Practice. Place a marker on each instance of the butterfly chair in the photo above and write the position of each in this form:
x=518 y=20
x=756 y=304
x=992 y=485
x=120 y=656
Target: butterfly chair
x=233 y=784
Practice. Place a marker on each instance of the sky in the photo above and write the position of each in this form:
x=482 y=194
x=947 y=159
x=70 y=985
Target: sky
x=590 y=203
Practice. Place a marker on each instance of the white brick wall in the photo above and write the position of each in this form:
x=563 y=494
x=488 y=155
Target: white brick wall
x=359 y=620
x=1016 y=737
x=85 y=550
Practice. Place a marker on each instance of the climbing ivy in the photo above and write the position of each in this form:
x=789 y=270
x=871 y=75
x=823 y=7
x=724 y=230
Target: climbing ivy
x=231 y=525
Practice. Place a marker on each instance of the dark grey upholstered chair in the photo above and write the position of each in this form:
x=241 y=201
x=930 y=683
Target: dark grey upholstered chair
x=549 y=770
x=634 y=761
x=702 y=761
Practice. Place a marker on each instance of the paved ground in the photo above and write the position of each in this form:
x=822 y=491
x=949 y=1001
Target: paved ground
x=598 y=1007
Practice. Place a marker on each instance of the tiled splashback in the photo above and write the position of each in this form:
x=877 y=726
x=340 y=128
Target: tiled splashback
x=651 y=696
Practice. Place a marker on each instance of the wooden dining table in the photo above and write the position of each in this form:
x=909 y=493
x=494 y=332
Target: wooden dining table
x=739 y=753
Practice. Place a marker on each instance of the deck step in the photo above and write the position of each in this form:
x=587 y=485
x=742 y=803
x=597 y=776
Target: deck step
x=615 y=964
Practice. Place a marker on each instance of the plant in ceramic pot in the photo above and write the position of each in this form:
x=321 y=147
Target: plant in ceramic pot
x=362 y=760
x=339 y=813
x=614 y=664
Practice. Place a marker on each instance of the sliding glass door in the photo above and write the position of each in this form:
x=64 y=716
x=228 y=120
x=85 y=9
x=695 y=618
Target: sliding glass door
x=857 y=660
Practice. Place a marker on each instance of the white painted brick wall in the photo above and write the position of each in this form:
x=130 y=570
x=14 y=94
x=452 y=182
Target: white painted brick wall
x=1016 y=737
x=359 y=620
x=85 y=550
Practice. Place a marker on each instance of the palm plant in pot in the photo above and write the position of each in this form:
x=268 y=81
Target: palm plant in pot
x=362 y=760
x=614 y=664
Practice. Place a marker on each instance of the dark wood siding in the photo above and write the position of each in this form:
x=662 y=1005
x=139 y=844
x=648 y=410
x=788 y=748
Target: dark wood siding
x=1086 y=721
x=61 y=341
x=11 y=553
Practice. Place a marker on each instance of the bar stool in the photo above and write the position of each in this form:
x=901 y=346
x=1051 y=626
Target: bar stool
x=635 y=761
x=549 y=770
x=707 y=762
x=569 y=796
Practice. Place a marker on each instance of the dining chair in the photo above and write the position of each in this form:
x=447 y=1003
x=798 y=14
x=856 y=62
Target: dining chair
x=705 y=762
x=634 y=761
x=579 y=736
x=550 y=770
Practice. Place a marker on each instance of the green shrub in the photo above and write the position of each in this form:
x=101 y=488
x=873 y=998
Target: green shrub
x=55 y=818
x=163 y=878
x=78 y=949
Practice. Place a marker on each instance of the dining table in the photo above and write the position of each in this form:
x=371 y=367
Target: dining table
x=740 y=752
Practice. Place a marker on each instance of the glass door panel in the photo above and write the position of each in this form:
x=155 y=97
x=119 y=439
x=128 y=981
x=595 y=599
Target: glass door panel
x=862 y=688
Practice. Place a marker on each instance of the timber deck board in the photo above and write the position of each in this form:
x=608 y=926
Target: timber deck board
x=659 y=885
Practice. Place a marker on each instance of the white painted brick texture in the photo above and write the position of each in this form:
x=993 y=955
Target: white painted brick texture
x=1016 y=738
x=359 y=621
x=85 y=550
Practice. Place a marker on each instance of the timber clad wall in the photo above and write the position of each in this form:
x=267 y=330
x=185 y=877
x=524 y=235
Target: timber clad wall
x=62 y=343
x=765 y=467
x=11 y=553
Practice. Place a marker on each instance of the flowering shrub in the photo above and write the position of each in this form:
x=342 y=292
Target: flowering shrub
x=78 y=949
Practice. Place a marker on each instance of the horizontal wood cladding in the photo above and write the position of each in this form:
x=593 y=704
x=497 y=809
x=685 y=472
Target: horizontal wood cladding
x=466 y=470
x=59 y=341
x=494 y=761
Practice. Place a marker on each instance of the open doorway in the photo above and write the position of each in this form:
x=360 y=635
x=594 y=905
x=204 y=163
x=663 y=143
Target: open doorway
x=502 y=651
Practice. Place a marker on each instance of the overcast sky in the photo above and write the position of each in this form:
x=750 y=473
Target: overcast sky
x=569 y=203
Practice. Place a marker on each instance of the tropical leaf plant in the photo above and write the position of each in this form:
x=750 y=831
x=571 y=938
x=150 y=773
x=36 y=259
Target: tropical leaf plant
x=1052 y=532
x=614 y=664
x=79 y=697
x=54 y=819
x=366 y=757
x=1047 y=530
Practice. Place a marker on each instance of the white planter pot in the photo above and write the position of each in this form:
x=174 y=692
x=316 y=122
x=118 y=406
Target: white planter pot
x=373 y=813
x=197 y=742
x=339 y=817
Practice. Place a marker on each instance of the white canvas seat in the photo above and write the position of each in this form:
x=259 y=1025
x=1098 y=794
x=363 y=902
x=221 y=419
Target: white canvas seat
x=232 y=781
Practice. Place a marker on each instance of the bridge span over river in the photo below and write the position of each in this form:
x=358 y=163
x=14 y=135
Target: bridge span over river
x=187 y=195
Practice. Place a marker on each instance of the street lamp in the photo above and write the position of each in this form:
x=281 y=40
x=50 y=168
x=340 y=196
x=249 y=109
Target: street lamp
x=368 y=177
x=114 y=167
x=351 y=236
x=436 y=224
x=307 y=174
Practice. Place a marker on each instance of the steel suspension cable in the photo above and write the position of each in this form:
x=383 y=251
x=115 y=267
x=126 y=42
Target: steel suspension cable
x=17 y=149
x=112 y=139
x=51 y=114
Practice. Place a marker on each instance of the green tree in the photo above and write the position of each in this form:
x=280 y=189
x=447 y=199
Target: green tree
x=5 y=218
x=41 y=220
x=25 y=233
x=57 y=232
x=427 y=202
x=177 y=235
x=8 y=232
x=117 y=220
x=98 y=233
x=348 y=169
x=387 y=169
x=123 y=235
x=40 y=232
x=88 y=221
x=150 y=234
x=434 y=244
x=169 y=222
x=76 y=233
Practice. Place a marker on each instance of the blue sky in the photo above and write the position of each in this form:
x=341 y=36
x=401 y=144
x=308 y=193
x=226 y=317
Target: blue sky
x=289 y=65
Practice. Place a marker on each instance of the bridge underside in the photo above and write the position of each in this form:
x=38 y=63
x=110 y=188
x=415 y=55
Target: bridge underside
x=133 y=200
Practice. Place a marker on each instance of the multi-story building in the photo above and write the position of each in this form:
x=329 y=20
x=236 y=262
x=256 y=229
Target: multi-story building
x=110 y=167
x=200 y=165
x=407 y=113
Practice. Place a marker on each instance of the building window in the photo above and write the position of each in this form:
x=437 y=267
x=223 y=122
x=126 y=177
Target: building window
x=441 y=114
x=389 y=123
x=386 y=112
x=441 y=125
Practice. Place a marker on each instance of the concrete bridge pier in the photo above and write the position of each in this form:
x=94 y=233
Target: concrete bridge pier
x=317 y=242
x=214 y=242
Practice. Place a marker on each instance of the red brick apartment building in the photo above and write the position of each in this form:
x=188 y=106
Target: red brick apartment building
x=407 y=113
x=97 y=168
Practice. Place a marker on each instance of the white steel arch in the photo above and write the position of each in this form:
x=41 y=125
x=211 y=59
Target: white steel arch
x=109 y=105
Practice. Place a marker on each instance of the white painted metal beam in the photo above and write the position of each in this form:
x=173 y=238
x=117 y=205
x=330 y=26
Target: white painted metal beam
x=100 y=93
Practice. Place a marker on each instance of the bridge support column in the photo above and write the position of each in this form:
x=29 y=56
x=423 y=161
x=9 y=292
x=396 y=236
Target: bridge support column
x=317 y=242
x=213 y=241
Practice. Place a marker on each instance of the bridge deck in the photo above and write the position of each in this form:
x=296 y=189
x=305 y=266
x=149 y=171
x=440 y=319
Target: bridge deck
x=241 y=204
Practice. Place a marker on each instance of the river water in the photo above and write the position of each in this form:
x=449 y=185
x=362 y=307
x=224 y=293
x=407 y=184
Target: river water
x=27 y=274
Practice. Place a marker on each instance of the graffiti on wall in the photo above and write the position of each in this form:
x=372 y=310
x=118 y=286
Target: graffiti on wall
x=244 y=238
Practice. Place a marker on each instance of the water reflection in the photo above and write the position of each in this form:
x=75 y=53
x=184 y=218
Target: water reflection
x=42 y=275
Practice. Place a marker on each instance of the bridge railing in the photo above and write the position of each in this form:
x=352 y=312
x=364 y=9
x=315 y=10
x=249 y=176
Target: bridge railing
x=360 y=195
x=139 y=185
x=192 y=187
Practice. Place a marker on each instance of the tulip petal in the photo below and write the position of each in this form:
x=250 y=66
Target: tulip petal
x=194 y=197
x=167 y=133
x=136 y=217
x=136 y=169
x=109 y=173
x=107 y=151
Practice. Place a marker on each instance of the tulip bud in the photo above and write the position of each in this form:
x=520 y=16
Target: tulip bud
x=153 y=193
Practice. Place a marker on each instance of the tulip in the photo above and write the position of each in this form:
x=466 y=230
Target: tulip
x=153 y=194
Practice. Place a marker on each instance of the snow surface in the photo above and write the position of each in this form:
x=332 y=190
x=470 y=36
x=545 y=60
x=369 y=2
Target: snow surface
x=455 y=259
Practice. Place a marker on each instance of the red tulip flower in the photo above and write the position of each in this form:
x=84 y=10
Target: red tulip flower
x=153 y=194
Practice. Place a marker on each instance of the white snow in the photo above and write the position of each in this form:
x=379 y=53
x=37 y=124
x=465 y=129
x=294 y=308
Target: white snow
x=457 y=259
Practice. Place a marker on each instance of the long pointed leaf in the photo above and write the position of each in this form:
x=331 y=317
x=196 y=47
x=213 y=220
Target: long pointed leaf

§

» **Assigned task**: Going down from the first line of the entries above, restate each line word for word until the line holding "x=930 y=683" is done.

» **Reply to the task**:
Practice. Place a marker on each instance of the butterfly chair in the photo above and write the position of each in this form:
x=518 y=20
x=756 y=304
x=992 y=485
x=120 y=656
Target: butterfly chair
x=233 y=784
Practice. Place a marker on each instance of the sky in the photo above and write the position of each in this form:
x=482 y=194
x=947 y=159
x=70 y=985
Target: sky
x=590 y=203
Practice. Place a marker on each instance of the white brick wall in the photo above and write the position of each in this form:
x=563 y=494
x=488 y=155
Target: white brick wall
x=359 y=620
x=1016 y=737
x=85 y=550
Practice. Place a marker on each instance of the climbing ivy in the photo above and write the position of each in this form:
x=789 y=270
x=871 y=75
x=823 y=7
x=724 y=230
Target: climbing ivy
x=231 y=525
Practice. Place a marker on each instance of the dark grey upholstered chair in the photo above and write the position of each in this form:
x=241 y=201
x=930 y=683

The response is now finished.